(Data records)
····················

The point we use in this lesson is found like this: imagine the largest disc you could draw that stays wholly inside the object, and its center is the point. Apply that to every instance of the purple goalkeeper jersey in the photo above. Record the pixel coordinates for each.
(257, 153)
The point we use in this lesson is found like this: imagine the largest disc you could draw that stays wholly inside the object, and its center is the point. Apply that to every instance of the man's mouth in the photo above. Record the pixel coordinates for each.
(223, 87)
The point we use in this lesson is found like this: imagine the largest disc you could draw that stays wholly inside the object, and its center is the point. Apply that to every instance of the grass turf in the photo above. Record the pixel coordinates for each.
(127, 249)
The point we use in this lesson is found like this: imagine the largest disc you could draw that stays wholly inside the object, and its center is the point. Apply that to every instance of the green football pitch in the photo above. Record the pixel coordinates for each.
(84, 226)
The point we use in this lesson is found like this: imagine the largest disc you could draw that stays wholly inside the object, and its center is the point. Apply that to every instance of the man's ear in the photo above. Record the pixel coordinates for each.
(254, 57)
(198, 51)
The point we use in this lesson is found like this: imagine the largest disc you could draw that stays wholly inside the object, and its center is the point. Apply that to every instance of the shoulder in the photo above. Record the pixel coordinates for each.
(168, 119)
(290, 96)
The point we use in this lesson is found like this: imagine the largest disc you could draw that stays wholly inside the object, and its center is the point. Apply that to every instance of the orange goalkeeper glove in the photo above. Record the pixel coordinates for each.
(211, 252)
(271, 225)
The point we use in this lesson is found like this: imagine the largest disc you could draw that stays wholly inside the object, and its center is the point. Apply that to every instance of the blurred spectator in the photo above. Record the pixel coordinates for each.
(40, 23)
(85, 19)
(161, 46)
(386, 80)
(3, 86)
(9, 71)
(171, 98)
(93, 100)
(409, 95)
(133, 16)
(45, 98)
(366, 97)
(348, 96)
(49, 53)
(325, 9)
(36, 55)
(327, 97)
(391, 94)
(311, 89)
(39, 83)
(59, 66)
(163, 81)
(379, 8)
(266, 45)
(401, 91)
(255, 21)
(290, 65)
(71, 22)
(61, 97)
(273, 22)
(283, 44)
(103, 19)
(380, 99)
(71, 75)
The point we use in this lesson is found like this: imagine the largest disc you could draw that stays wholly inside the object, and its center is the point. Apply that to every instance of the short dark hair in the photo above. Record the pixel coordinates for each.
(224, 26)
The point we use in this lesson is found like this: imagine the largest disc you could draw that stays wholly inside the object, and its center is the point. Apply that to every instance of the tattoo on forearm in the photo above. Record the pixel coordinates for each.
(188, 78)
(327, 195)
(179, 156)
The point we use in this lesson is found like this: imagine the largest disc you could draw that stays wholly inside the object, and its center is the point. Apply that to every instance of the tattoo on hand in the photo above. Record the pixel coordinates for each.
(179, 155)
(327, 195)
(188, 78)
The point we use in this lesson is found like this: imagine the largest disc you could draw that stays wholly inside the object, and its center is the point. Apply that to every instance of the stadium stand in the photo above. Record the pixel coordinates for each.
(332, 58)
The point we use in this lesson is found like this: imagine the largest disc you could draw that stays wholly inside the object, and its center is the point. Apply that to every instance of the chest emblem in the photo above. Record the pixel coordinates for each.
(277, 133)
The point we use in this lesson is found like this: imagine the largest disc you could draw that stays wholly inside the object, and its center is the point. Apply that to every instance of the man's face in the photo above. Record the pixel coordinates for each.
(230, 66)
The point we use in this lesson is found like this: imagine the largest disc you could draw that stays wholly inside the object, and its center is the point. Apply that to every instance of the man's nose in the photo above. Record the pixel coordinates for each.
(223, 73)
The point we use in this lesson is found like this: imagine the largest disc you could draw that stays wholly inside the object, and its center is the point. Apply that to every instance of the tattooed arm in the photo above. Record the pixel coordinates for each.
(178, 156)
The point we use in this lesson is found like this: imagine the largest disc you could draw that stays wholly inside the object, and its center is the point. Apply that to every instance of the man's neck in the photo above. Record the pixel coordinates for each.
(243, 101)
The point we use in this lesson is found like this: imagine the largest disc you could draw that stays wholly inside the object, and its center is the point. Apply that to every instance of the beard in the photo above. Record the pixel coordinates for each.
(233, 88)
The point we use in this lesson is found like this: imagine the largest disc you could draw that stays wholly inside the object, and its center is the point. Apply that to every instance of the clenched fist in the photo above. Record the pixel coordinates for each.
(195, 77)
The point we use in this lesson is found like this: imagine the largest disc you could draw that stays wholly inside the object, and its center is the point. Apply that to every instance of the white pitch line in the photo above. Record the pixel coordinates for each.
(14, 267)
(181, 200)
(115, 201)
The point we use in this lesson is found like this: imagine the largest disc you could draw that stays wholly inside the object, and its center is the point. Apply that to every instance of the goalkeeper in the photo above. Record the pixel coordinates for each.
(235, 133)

····················

**PROBLEM STATEMENT**
Arrange the lines above as a Markdown table with the columns Row and Line, numbering each line and omitting any blank lines.

**WRITTEN ANSWER**
| Row | Line |
|---|---|
| 1 | The point we use in this lesson is found like this: imagine the largest disc you could draw that stays wholly inside the object, and its center is the point. Apply that to every instance of the purple goalkeeper jersey in the photo above. Record the pixel coordinates for each. |
| 2 | (257, 153) |
| 3 | The point we use in this lesson is found like this: imagine the largest disc you could draw that stays wholly inside the object, and its center is the point. Apply that to every instance of the man's mouth in the photo above. Record the pixel coordinates for each. |
| 4 | (223, 87) |
| 5 | The point we use in this lesson is found like this: imagine the largest disc you could draw that stays wholly inside the object, and its center is the point. Apply that to every instance of the grass turf in the photo above. Record the pixel coordinates for each. |
| 6 | (127, 249) |
| 7 | The point we use in this lesson is found like this: imagine the largest disc you could draw that stays wholly inside the object, and its center is the point. Apply that to every instance of the green football pitch in the photo above. Record the pixel coordinates for each. |
| 8 | (84, 226) |
| 9 | The point we use in this lesson is found like this: imagine the largest disc you could draw that stays wholly inside the object, and its center is the point. Apply that to every instance of the man's ear in the photo above. Record the pixel coordinates for each. |
| 10 | (254, 57) |
| 11 | (198, 51) |
| 12 | The point we use in this lesson is found like this: imagine the largest disc you could draw that stays wholly inside the object, and its center is the point. Apply that to every instance of the shoulder in the photo above. Record the pixel coordinates for each. |
| 13 | (168, 119) |
| 14 | (290, 96) |
| 15 | The point we use in this lesson is found like this: imagine the largest disc you could draw that stays wholly inside the object, and its center is the point. Apply that to every instance of the orange goalkeeper glove in the photo above. Record the pixel coordinates for each. |
| 16 | (211, 252) |
| 17 | (271, 225) |
| 18 | The point we use in this lesson is found like this: imagine the largest disc you could draw that stays wholly inside the object, and its center is the point. Apply that to every instance of the blurred spectator in the photo above. Record the pixel coordinates for each. |
| 19 | (40, 23) |
| 20 | (85, 19) |
| 21 | (161, 46) |
| 22 | (386, 80) |
| 23 | (3, 86) |
| 24 | (9, 71) |
| 25 | (171, 98) |
| 26 | (93, 100) |
| 27 | (409, 95) |
| 28 | (133, 16) |
| 29 | (45, 98) |
| 30 | (366, 97) |
| 31 | (348, 96) |
| 32 | (49, 53) |
| 33 | (325, 9) |
| 34 | (36, 55) |
| 35 | (327, 97) |
| 36 | (391, 94) |
| 37 | (311, 89) |
| 38 | (39, 83) |
| 39 | (59, 66) |
| 40 | (163, 81) |
| 41 | (379, 8) |
| 42 | (266, 45) |
| 43 | (401, 91) |
| 44 | (255, 21) |
| 45 | (290, 65) |
| 46 | (71, 22) |
| 47 | (61, 97) |
| 48 | (273, 22) |
| 49 | (283, 44) |
| 50 | (103, 19) |
| 51 | (380, 99) |
| 52 | (71, 75) |
| 53 | The point we use in this lesson is found like this: imagine the largest disc you could draw that stays wholly inside the object, and its center is the point. Apply that to every instance of the short dark hair in the photo above. Record the pixel coordinates for each. |
| 54 | (224, 26) |
| 55 | The point we use in this lesson is found like this: imagine the largest disc you could draw that stays wholly inside the object, and its center is the point. Apply that to every instance of the tattoo on forearm in the photo above. Record the pixel coordinates for each. |
| 56 | (188, 78) |
| 57 | (327, 195) |
| 58 | (179, 156) |
| 59 | The point we use in this lesson is found like this: imagine the largest disc you could draw that stays wholly inside the object, and its center is the point. Apply that to every instance of the tattoo on hand in the photo above. Record the pixel coordinates for each. |
| 60 | (179, 155) |
| 61 | (327, 195) |
| 62 | (188, 78) |
| 63 | The point we use in this lesson is found like this: imagine the largest disc you could draw that stays wholly inside the object, and its center is the point. Apply that to every instance of the stadium stand in the photo above. Record the pixel coordinates for each. |
| 64 | (332, 58) |
| 65 | The point we use in this lesson is found like this: imagine the largest disc you could draw that stays wholly inside the object, and its center is the point. Apply that to every instance of the chest emblem in the photo above. Record the pixel coordinates for each. |
| 66 | (277, 133) |
| 67 | The point we use in this lesson is found like this: imagine the largest disc you could draw that stays wholly inside the object, and its center is the point. Apply that to every instance of the man's face in the photo above. Record the pixel coordinates for each. |
| 68 | (230, 66) |
| 69 | The point we use in this lesson is found like this: imagine the largest disc you could draw that stays wholly inside the object, and its center is the point. Apply that to every instance of the man's nose in the photo above. Record the pixel coordinates for each. |
| 70 | (223, 73) |
| 71 | The point we use in this lesson is found like this: imagine the largest disc you could draw that stays wholly inside the object, and its center is the point. Apply that to every instance of the tattooed arm in the photo above. Record the pixel coordinates for each. |
| 72 | (178, 156) |
| 73 | The point we use in this lesson is found like this: imagine the largest disc you could draw that stays wholly inside the object, and its center is the point. Apply that to every instance of the man's neck in the photo above. Record the pixel coordinates for each. |
| 74 | (243, 101) |
| 75 | The point we use in this lesson is found like this: imagine the largest disc you could draw that stays wholly inside the object, and its center is the point. Apply that to every instance of the beard in the photo above. Record the pixel coordinates for each. |
| 76 | (233, 88) |
| 77 | The point we use in this lesson is found like this: imagine the largest disc you could draw that stays wholly inside the object, and its center is the point. Apply that to every instance of the clenched fist in the photo above. Record the pixel coordinates for each. |
| 78 | (195, 77) |
| 79 | The point we use in this lesson is found like this: imagine the largest disc you could draw that stays wholly inside the object, and its center is the point. Apply that to every instance of the white pitch line in the photo above. Record the pixel coordinates for each. |
| 80 | (14, 267) |
| 81 | (181, 200) |
| 82 | (115, 201) |
| 83 | The point we use in this lesson is found like this: imagine the largest disc you could draw that stays wholly inside the object, and its center is the point. Apply that to every instance of the goalkeeper in the photo above. Record the pixel coordinates for each. |
| 84 | (235, 133) |